=== SET TASK ===
Reproduce every line of the material below with no changes at all.

Data lines:
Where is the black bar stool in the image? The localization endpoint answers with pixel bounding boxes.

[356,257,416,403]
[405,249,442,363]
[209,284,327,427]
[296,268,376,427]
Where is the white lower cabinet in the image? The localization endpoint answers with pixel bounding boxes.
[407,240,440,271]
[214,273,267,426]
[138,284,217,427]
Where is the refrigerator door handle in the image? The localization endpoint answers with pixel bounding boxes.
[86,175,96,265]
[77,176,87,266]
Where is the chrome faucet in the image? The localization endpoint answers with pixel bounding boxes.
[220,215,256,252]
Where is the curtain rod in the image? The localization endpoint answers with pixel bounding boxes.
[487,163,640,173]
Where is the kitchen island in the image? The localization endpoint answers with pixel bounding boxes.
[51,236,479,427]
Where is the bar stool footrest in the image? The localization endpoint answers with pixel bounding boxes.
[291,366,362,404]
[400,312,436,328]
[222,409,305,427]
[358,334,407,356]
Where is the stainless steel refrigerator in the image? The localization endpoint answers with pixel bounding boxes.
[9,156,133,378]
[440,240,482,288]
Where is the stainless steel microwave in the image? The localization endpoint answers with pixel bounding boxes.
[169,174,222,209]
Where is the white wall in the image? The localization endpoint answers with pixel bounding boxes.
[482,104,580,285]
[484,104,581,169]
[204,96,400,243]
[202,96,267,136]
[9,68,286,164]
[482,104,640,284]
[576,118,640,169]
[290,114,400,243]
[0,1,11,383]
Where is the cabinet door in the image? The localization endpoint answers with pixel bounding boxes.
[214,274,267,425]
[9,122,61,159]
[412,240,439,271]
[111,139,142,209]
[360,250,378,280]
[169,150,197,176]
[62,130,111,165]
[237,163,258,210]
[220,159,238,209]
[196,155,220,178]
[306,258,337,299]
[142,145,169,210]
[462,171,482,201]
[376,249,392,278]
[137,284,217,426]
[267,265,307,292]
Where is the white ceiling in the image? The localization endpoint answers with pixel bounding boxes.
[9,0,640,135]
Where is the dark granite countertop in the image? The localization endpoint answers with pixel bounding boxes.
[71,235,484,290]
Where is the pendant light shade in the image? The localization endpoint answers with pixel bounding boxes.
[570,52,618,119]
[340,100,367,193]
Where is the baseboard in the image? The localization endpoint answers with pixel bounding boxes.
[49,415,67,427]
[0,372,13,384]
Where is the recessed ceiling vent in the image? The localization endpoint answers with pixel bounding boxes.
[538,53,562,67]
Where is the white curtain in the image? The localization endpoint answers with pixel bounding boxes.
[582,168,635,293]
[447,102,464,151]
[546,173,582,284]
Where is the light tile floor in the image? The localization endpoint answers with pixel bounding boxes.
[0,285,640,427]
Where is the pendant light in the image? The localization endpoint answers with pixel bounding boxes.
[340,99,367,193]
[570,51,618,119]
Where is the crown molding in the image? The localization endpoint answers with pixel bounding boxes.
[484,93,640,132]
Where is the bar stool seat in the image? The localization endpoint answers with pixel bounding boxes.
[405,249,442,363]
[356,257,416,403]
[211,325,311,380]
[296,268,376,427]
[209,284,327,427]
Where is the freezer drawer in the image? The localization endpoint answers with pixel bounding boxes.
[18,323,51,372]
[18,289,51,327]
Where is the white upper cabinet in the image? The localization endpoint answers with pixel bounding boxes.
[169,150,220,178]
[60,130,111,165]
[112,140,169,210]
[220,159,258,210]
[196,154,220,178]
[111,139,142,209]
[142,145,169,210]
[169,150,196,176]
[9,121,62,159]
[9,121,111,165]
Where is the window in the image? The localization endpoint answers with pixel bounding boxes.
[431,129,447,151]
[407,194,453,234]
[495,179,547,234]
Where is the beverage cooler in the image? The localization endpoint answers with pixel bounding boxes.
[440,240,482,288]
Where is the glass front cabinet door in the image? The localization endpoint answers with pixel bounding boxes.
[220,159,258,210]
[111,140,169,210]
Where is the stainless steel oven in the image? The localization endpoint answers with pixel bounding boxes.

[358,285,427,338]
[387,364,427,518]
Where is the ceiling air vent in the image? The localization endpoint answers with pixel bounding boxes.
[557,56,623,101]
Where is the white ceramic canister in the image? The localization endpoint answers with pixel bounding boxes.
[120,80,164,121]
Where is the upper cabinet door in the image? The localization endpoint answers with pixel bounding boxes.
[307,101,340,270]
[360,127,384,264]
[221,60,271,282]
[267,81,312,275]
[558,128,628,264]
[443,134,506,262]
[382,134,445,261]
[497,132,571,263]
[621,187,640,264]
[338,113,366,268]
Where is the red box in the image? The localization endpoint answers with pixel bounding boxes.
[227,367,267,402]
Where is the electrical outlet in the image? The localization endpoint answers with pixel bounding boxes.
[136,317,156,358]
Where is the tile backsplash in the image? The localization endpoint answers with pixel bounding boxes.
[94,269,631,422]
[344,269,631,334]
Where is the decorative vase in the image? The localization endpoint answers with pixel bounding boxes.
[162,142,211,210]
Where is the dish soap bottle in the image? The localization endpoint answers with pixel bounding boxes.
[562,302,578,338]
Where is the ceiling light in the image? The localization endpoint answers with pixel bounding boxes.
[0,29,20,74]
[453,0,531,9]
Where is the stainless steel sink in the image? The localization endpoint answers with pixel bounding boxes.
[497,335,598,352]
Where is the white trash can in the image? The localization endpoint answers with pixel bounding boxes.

=== TASK OUTPUT ===
Where is the black bar stool in the image? The localization endpoint answers with pixel bounding boxes.

[356,257,416,403]
[405,249,442,363]
[209,284,327,427]
[296,268,376,427]
Where is the white lower cabinet in the image? The localization endpoint answers with pixel bounding boxes.
[407,240,440,271]
[214,273,267,426]
[138,284,217,427]
Where is the refrigerator door handle in the image? The localization endpoint answers with pixel bounding boxes.
[86,175,96,265]
[77,176,87,266]
Where is the chrome faucet in the image? The localization endpoint answers with pixel bounding boxes.
[220,215,256,252]
Where is the curtain rod in the image? The localization endpoint answers with pixel bounding boxes.
[487,163,640,173]
Where is the kitchen island in the image? The localization endpoint answers with pixel bounding boxes.
[51,236,479,427]
Where is the bar stool footrest in the image? The localization endpoint answers with pixel bounding boxes.
[291,366,362,404]
[400,312,436,328]
[222,409,305,427]
[358,334,407,356]
Where is the stainless steel refrigerator in the image? The localization endpoint answers with pixel bounding boxes.
[9,156,133,378]
[440,240,482,288]
Where is the stainless steel microwave in the image? The localization endpoint answers with pixel bounding boxes.
[169,174,222,209]
Where is the white wall in the image? The localization endpoint answers with pixel bounding boxes.
[482,104,580,285]
[484,104,581,169]
[204,96,400,243]
[202,96,267,136]
[9,68,286,164]
[482,104,640,284]
[576,118,640,169]
[290,114,400,243]
[0,1,11,383]
Where is the cabinet door in the image? The localization endpoint answers with pixel bounding boxes.
[214,274,267,425]
[9,122,61,159]
[412,240,439,271]
[111,139,142,209]
[360,250,378,280]
[169,150,197,176]
[62,130,111,165]
[237,163,258,210]
[220,159,238,209]
[196,155,220,178]
[306,258,337,299]
[142,145,169,210]
[462,171,482,201]
[376,249,392,278]
[137,284,217,426]
[267,265,307,292]
Where is the white ceiling in the image? The localization endpoint answers with pixel bounding boxes.
[9,0,640,135]
Where is the dark granite countertop in the image? The localization endpoint answers with pixel bounding boxes.
[71,235,484,290]
Where is the pendant light shade in the image? The localization endpoint answers with pixel bounding boxes.
[570,52,618,119]
[340,100,367,193]
Where is the baseboard in the image? The localization endpoint answers with pixel bounding boxes.
[49,415,67,427]
[0,372,13,384]
Where is the recessed ceiling vent in the image? The localization endpoint answers with pixel bounding boxes.
[538,53,562,67]
Where is the white curtain in the image? The localization endpoint answers with pixel bounding boxes.
[582,168,635,293]
[447,102,464,151]
[546,173,582,284]
Where is the light tile floor in the image? The localization endpoint answers with pixel bounding boxes.
[0,285,640,427]
Where is the pendant light in the image? The localization endpoint answers with pixel bounding boxes.
[340,99,367,193]
[570,51,618,119]
Where is the crown molding in the image? The localization endpoint answers with pixel bounding boxes.
[484,93,640,132]
Where is the bar stool seat in the image? The localization endpoint answers with pixel bounding boxes.
[405,249,442,363]
[356,257,416,403]
[211,325,311,380]
[296,268,376,427]
[209,284,327,427]
Where is the freezer drawer in the image? The localization endpoint answers with pixel bounding boxes.
[18,323,51,372]
[18,289,51,327]
Where is the white upper cabinet in the image? The localization endpoint answers with pixel bounding boxes.
[169,150,220,178]
[60,130,111,165]
[112,140,169,210]
[220,159,258,210]
[196,154,220,178]
[111,139,142,209]
[142,145,169,210]
[169,150,196,176]
[9,121,62,159]
[9,121,111,165]
Where is the window in the image? The localization endpoint answers with pixel bounding boxes.
[431,129,447,151]
[407,194,453,234]
[495,179,547,234]
Where is the beverage cooler in the image? The localization endpoint answers with pixel bounding boxes.
[440,240,482,288]
Where is the glass front cabinet door in the image? The localization endpoint answers with pixel bounding boxes.
[220,159,258,210]
[111,140,169,210]
Where is the stainless steel oven in the image? The localization endpoint answers with pixel bounding boxes.

[358,285,427,338]
[387,364,427,518]
Where is the ceiling air vent in the image? The localization endpoint answers with pixel bounding boxes.
[557,56,623,101]
Where is the white ceramic canister in the image? The localization endpoint answers with pixel bounding boxes.
[120,80,164,121]
Where is the upper cabinet door in the image? The localization endpoint answers with pixel bounding boxes.
[307,101,340,270]
[360,127,384,264]
[221,60,271,282]
[267,81,312,275]
[558,128,628,264]
[443,134,506,262]
[382,134,445,261]
[497,132,571,263]
[621,187,640,264]
[338,113,366,268]
Where is the red box in the image? The localization endpoint answers with pixel bounding boxes.
[227,367,267,402]
Where is the electrical outlet in the image? The localization endpoint answers with pixel bounding boxes.
[136,317,156,358]
Where is the tile backsplash in the image? The localization endpoint answers with pixel bounding boxes.
[94,269,631,422]
[344,269,631,334]
Where is the decorative vase in the image? The localization endpoint answers with pixel bounding boxes.
[162,142,211,210]
Where is the dish soap bottle in the image? The localization endpoint answers with pixel bounding boxes.
[562,302,578,338]
Where is the ceiling light in the image? The localization endpoint answers with pixel bounding boxes.
[0,29,20,74]
[453,0,531,9]
Where is the stainless steel sink in the image? The localization endpoint answers with pixel bounding boxes.
[497,335,598,352]
Where is the white trash can in the image? The localization endpoint answers with pixel bounding boxes.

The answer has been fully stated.